» **Bloc de texte**:
▬▬▬▬▬▬▬▬▬▬

À M. de Montesquiou, qui a parlé de garanties unilatérales données par l’Inde, je me permets de répondre qu’un certain nombre des systèmes de contrôle acceptés par l’Inde ne sont pas unilatéraux. Ils résultent d’un accord passé avec l’AIEA, et donc de l’application d’un texte qui a une valeur juridique et qui va au-delà de simples garanties unilatérales ! L’Inde a adopté un plan de séparation entre ses installations nucléaires militaires, d’une part, et civiles, d’autre part.
Il en a été de même pour la France quand elle a signé, vingt-quatre ans après son ouverture à la signature, ce traité sur la non-prolifération des armes nucléaires.
Monsieur de Montesquiou, vous m’avez également interrogé, comme d’autres intervenants, sur le Pakistan et Israël ? Quid de l’élargissement à d’autres pays, particulièrement à ceux-là, de la dérogation au traité, qui revient à leur accorder un statut d’exemption ?
Vous connaissez la doctrine d’Israël. Ce pays ne reconnaît pas la possession d’armes nucléaires et n’est pas prêt, à l’heure actuelle, à accepter de signer le TNP, ni même d’ailleurs un système d’exemption. Mais cela peut changer…
S'agissant du Pakistan, la question a été posée. Pour m’y être rendu lorsque je m’occupais notamment de l’Afghanistan, je sais qu’un certain nombre d’officiels pakistanais ont émis le désir de voir se développer dans leur pays une industrie nucléaire civile et donc de trouver un système similaire à celui de l’Inde. À ce stade, et sans engager plus avant le Gouvernement, je note simplement que l’histoire du développement nucléaire au Pakistan n’est pas, de ce point de vue, particulièrement rassurante !
Si l’industrie nucléaire de l’Inde a proliféré à partir d’installations civiles et si ce pays a veillé ensuite à ne disséminer ni la connaissance, ni la technologie, et encore moins les installations nucléaires civiles, on peut être beaucoup plus critique à l’égard de la Corée du Nord, du Pakistan et de certains autres pays.
L’exemple du docteur Abdul Qadeer Khan, que j’ai jadis rencontré à Islamabad et dont la carrière va de l’usine d’enrichissement d’uranium hollandaise, Urenko, jusqu’à la création de la bombe atomique pakistanaise, n’est pas très rassurant à cet égard, d’autant qu’il a récemment été élargi par la justice pakistanaise !

▬▬▬▬▬▬▬▬▬▬

» **Travail demandé**: Modifiez le bloc de texte en remplaçant « beaucoup » par « nettement », s'il vous plaît. Recopiez-en le passage qui commence aux mots « Si l’industrie nucléaire » et s'arrête après « certains autres pays. ». Appuyez-vous uniquement sur le bloc de texte.

» **Données disponibles**:
▬▬▬▬▬▬▬▬▬▬

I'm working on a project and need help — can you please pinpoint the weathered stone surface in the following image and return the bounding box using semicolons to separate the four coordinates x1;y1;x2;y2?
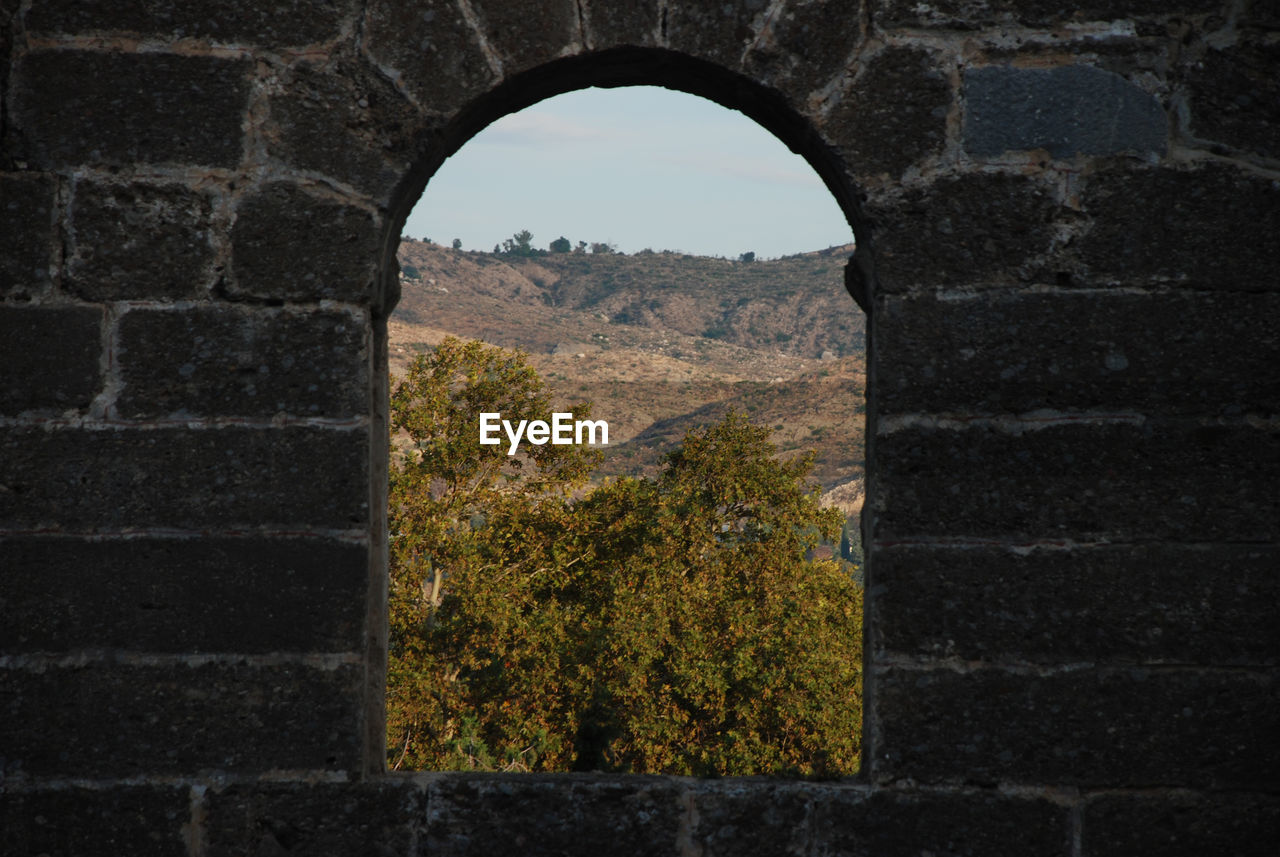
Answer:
873;421;1280;542
867;545;1280;665
65;182;214;301
865;173;1061;294
228;182;380;303
876;290;1280;417
10;50;252;168
880;668;1280;789
0;172;58;301
0;785;191;857
205;779;422;857
0;536;369;652
964;65;1169;157
365;0;497;113
1080;793;1280;857
827;47;951;175
1185;38;1280;157
1079;164;1280;292
27;0;360;47
0;661;364;778
422;774;685;857
0;306;102;416
0;426;369;530
116;306;370;420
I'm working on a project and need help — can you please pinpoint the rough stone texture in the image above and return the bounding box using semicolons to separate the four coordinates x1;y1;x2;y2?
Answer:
0;785;191;857
365;0;495;111
827;47;951;175
880;668;1280;789
964;65;1169;157
115;306;369;420
27;0;360;47
0;173;58;301
873;421;1280;545
868;545;1280;665
10;50;252;169
0;661;364;778
204;780;422;857
0;536;369;654
0;304;102;416
1079;164;1280;292
0;426;369;531
876;290;1280;417
227;182;380;303
1080;794;1280;857
65;182;214;301
867;173;1061;293
1185;42;1280;157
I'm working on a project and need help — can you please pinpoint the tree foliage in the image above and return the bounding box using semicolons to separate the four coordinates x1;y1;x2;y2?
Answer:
388;340;861;775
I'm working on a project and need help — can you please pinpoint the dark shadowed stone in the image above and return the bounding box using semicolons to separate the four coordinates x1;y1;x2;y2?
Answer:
365;0;497;113
868;545;1280;665
0;306;102;416
873;668;1280;789
65;182;214;301
27;0;360;47
964;65;1169;157
0;426;369;530
0;661;364;779
0;785;191;857
1079;164;1280;292
0;173;58;301
116;306;369;420
865;173;1061;293
873;421;1280;542
827;47;951;175
205;779;422;857
1187;42;1280;157
0;536;369;652
1080;793;1280;857
876;290;1280;417
10;50;253;168
424;774;686;857
228;182;380;303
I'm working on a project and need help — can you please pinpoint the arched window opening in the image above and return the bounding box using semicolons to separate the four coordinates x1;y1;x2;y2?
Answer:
388;87;865;776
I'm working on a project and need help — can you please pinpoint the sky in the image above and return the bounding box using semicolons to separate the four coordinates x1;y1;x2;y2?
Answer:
403;87;852;258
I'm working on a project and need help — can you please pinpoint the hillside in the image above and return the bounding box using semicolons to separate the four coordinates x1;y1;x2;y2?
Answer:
389;240;865;513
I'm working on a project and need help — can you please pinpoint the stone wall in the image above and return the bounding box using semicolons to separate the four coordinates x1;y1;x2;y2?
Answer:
0;0;1280;857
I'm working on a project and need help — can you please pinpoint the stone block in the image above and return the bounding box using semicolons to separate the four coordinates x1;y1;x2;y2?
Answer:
1080;793;1280;857
864;173;1062;294
0;785;191;857
65;182;215;301
27;0;358;47
0;173;58;301
365;0;498;114
0;536;369;654
0;659;365;779
204;779;424;857
826;47;952;177
880;668;1280;789
876;290;1280;417
1078;164;1280;292
0;426;369;531
116;306;369;420
868;545;1280;665
964;65;1169;157
424;774;685;857
10;50;253;169
227;182;381;304
0;306;102;416
872;421;1280;544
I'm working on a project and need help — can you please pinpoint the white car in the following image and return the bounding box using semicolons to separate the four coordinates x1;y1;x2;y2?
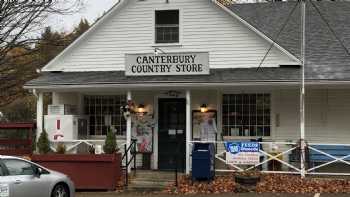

▬▬▬▬▬▬▬▬▬▬

» **Résultat obtenu**:
Si l’industrie nucléaire de l’Inde a proliféré à partir d’installations civiles et si ce pays a veillé ensuite à ne disséminer ni la connaissance, ni la technologie, et encore moins les installations nucléaires civiles, on peut être nettement plus critique à l’égard de la Corée du Nord, du Pakistan et de certains autres pays.